**Selection**
▼▼▼
Jerome, A.C.J. [Orally]:—When I heard this argument this morning on this question of law, I indicated that I would return this afternoon at 3:30 to deliver judgment. I'm ready to do so.
This application is confined to a question of law, a preliminary question of law under Rule 474. Appropriately, the facts are not in dispute.
The plaintiff had carried on business in the Province of British Columbia for some time prior to 1976, when there was a change in the affairs of the company. Commencing in 1974, the plaintiff entered into agreements with Trend Management, whereby Trend agreed to manage securities that might be acquired from time to time on behalf of the plaintiff. Between 1975 and 1986, Trend purchased from time to time and made disposition from time to time of various Canadian securities for the account of the taxpayer.
In computing its income in the taxation years from 1975 to 1986, the plaintiff treated all of the transactions respecting securities in Canadian companies as capital gains and losses on the basis of the election under subsection 39(6) of the Act.
In respect of the 1983, 1984 and 1985 taxation years, the Minister reassessed and the present litigation ensued. The parties, in the course of the current appeal, have asked the Court to determine this question of law relative to the section 39 which sets up the election in these matters. Since subsection 39(4) allows a taxpayer in the position of this plaintiff to elect to treat on a lifetime basis these transactions as being capital in nature, but since subsection 39(5) confines that right, or that election to those who are not traders or dealers in securities.
Do the words a trader or dealer in securities in subsection 39(5) of the Act refer only to a person who is registered or licensed by a regulatory authority to buy and sell securities, or to a person who, in the ordinary course of business, buys and sells securities on behalf of other persons, or are the words broad enough to include anyone other than a person engaged in an adventure or concern in the nature of trade?
In the course of argument, a good deal of jurisprudence was put forward on both sides. The jurisprudence is not of much assistance for two reasons. First it is acknowledged by both counsel that this is the first time for the question in issue here. Second, most of the jurisprudence addresses itself to the question of whether the proceeds from a particular transaction with a particular taxpayer's factual circumstances should be construed as income or capital in nature. Since in none of those cases a section 39 election had taken place, the jurisprudence is really of limited assistance.
To answer the question then I have to go to the language of the statute itself, and I think it is appropriate in cases of this sort to look first at the purpose of the enactment.
It is, of course, improper to look at Parliamentary Debate for the purpose of statutory interpretation. If the proposer of legislation in the course of debate says that a given section has a given purpose or a given interpretation, that is only that speaker's opinion. The governing determination or factor will be the test of the language itself. If it doesn't say what the debater says it should, it is the text that governs.
Why then should we go to the Parliamentary Debates in this case? Only to set the context, to clarify the purpose of the enactment.
In that respect, the budget speech of the then Minister of Finance on March 31, 1977, the Honourable Donald S. MacDonald, made it clear that the purpose of this particular provision was in support of a program to encourage Canadian taxpayers to invest in Canadian companies, to purchase securities in assistance of Canadian enterprise.
That is the clear message from the budget documents and speeches that were filed as part of briefs on both sides in this case. In establishing the context of the section, I should refer to the Minister's statement about the purpose of the program.
▲▲▲
**Work instructions**
(a) Answer these about the judgment on subsection 39(5):
(i) With which firm did the plaintiff begin agreements in 1974 to manage securities on its behalf?
(ii) For which taxation years did the Minister reassess?
(iii) Who gave the budget speech of March 31, 1977?
(b) Continue the judgment on the meaning of "trader or dealer in securities" in subsection 39(5), starting after its last sentence.

**Listed entries**
▼▼▼
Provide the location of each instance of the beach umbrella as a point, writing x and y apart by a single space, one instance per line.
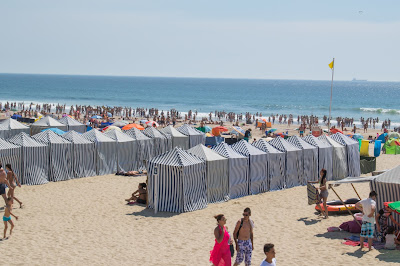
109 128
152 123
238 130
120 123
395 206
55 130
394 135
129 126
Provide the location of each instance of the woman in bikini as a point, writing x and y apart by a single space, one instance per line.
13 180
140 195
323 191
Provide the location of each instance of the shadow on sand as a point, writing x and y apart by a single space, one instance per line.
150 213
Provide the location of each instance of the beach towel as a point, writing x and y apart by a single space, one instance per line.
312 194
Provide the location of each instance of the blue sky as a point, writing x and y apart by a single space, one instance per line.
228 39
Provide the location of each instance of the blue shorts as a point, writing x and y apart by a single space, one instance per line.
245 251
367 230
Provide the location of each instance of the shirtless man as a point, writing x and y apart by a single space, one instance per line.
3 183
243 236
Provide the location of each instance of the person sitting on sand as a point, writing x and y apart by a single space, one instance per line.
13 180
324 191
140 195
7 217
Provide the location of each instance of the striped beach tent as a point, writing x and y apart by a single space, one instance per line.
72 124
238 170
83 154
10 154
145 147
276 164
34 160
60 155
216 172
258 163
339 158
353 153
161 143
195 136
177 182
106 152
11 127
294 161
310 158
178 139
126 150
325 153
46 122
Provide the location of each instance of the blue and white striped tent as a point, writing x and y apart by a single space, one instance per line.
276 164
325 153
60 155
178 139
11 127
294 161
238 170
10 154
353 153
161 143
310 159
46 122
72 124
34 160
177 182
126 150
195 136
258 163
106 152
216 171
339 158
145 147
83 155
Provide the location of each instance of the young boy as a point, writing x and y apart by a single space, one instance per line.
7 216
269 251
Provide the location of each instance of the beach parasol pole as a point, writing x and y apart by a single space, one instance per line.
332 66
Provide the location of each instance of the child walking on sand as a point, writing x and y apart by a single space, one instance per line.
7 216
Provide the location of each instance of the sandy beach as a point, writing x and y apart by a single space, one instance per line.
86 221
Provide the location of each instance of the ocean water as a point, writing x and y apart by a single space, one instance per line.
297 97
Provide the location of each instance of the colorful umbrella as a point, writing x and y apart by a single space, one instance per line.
▲▲▲
**Responses by task**
(a)
(i) Trend Management
(ii) 1983, 1984 and 1985
(iii) The Honourable Donald S. MacDonald, then Minister of Finance

(b)
That where a taxpayer elects in his return of income for his 1977 or any subsequent taxation year, all his gains and losses for the year and all subsequent years from the disposition of shares other than prescribed shares, bonds, debentures, notes, or similar obligations issued by a Canadian corporation, shall be deemed to be capital gains and capital losses of the taxpayer, except where the taxpayer is a dealer or a trader in securities, a bank, a trust company, credit union, life insurance corporation or similar institution.
I think the word institution is significant.
As I read the Budget Speech, the purpose of the program is to encourage the ordinary Canadian taxpayer to invest in Canadian enterprise.
The text is quite clear, and I turn to it now. I turn next to the text of subsection 39(4):
Election re: disposition of Canadian securities. Except as provided in subsection (5), where a Canadian security has been disposed of by a taxpayer in a taxation year, and the taxpayer so elects in his return of income for that year, every Canadian security owned by him in that year or any subsequent taxation year shall be deemed to have been a capital property owned by him in those years;
and
(b) every disposition by the taxpayer of any such Canadian security shall be deemed to be a disposition by him of a capital property.
The exception:
An election under section 4 does not apply to a disposition of a Canadian security by a taxpayer who, at the time that the security is disposed of, is
(a) a trader or a dealer in securities . . .
And the rest of the list I think is consistent with the view that the exception or at least the election should be denied only to the institutional investor, a bank, a corporation basically—paragraph (b) is confined to banks, (c) is to trust companies, (d) is credit unions, (e) is life insurance corporations, (f) corporations whose principal business is either the lending of money or the purchasing of conditional sales contracts, finance companies, essentially. And the nonresident matter is not a factor in this case.
Accordingly, it seems entirely consistent to me to read trader or dealer in securities as being a part of that list.
I attach considerable significance to the fact that this election, once made, is binding on the taxpayer for a lifetime. And in that respect, I find interesting the observations filed on both sides by members of the tax accounting profession.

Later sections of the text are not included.